----- MATERIAL FOR THIS EXERCISE -----

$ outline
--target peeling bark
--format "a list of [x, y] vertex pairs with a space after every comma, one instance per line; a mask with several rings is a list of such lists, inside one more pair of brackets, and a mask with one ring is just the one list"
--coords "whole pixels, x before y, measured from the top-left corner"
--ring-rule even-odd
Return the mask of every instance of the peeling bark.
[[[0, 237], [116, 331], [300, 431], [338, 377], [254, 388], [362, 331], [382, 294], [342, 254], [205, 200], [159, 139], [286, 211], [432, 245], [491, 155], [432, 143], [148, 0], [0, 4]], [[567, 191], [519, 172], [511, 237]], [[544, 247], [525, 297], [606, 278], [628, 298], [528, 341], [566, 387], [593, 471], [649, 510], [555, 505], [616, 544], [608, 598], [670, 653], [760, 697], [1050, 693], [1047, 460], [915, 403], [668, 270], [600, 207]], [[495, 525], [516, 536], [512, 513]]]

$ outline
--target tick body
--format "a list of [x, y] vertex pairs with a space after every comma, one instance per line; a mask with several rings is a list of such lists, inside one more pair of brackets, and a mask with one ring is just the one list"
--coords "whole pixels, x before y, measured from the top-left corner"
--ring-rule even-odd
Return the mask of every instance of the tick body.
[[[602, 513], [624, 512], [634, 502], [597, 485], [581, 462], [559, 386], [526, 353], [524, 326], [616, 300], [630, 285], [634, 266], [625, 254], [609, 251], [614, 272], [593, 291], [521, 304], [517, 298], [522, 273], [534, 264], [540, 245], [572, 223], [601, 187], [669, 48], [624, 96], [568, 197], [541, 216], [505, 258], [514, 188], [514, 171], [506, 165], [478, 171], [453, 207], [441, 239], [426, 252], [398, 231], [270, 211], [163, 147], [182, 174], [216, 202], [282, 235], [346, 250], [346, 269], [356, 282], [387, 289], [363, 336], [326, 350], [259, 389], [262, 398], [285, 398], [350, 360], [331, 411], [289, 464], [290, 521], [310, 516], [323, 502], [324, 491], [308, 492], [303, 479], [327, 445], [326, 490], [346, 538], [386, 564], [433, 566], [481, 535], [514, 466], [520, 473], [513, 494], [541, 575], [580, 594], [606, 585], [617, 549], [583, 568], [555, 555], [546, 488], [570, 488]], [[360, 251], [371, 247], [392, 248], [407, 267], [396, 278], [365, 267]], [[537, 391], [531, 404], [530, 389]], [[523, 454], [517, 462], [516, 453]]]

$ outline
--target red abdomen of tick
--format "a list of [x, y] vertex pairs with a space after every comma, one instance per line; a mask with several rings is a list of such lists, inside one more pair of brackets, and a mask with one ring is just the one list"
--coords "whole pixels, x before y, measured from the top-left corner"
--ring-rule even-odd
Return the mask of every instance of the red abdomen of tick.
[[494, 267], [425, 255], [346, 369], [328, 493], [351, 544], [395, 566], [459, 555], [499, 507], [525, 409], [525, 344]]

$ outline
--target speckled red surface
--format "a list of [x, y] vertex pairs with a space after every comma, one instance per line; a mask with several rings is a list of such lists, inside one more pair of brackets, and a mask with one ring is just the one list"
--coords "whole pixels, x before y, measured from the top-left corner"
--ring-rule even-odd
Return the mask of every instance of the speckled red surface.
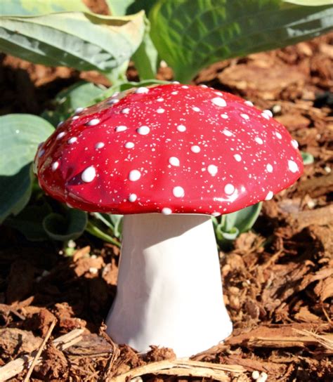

-----

* [TASK INSTRUCTIONS]
Present every line of the listing above as a numbered list, dropping the blank lines and leaving out the pictures.

* [IN RESPONSE]
1. $ outline
2. --target peeling bark
3. --format "a list of [x, y] vertex pairs with a space after every comma, one instance per line; a mask with several rings is a list of such lists, inside one more pair of brackets, and a mask with one ring is just the one list"
4. --coords "whole pixels, x before y, measured from the top-left corner"
5. --ring-rule even-odd
6. Return the mask of every instance of the peeling bark.
7. [[[0, 237], [116, 331], [300, 431], [338, 377], [254, 388], [362, 331], [382, 294], [342, 254], [205, 200], [159, 139], [286, 211], [432, 245], [491, 155], [432, 143], [148, 0], [0, 4]], [[567, 191], [519, 172], [511, 237]], [[544, 247], [525, 297], [606, 278], [628, 298], [528, 341], [566, 387], [593, 471], [649, 510], [555, 505], [616, 544], [608, 598], [670, 653], [760, 697], [1050, 693], [1047, 460], [915, 403], [668, 270], [600, 207]], [[495, 525], [516, 536], [512, 513]]]
8. $ outline
9. --target tick body
10. --format "a list of [x, y] vertex pairs with a space after every comma, one instance per line; a mask with several rings is a list of such lists, inside one more pair of brackets, and a mask with one ring is just the one list"
11. --coords "whole pixels, x before y, measured from the top-left corner"
12. --ring-rule even-odd
13. Return the mask of every instance of the tick body.
14. [[[602, 513], [624, 512], [634, 502], [597, 485], [581, 462], [559, 386], [526, 353], [524, 326], [616, 300], [630, 285], [634, 266], [625, 254], [609, 251], [614, 272], [593, 291], [521, 304], [517, 298], [522, 273], [534, 264], [540, 245], [572, 223], [601, 187], [669, 48], [624, 96], [568, 197], [541, 216], [505, 258], [514, 188], [514, 171], [506, 165], [478, 171], [453, 207], [441, 239], [426, 252], [398, 231], [270, 211], [163, 147], [182, 174], [216, 202], [282, 235], [346, 250], [346, 269], [356, 282], [387, 289], [363, 336], [326, 350], [259, 389], [262, 398], [285, 398], [350, 360], [331, 411], [289, 464], [290, 521], [310, 516], [323, 502], [324, 491], [308, 492], [303, 479], [327, 445], [326, 490], [346, 538], [386, 564], [433, 566], [481, 535], [514, 466], [520, 473], [513, 494], [541, 575], [580, 594], [606, 585], [617, 549], [583, 568], [555, 555], [546, 488], [570, 488]], [[360, 251], [371, 247], [392, 248], [407, 267], [396, 278], [365, 267]], [[537, 391], [531, 404], [530, 389]], [[523, 454], [517, 462], [516, 453]]]
15. $ outline
16. --target red abdomen of tick
17. --format "a list of [x, y] vertex pairs with a space after every comma, one instance per line; a mask with several rings is a list of such lists, inside one more pair of brackets, and a mask with one ring is just the one list"
18. --coords "whole pixels, x before y, measured from the top-left corner"
19. --ring-rule even-odd
20. Return the mask of every instance of the red abdomen of tick.
21. [[494, 267], [425, 255], [346, 369], [328, 493], [351, 544], [395, 566], [459, 555], [499, 507], [525, 409], [525, 344]]
22. $ outline
23. --target speckled red surface
24. --format "a list of [x, y] vertex pairs with a space after every comma, one instance per line; a mask with several rings is a list of such lists, inside one more pair of brackets, and a mask with one ring is just the one list"
25. --coords "whole pixels, x before y, measured from the top-left corner"
26. --ring-rule even-odd
27. Return the mask of every instance of the speckled red surface.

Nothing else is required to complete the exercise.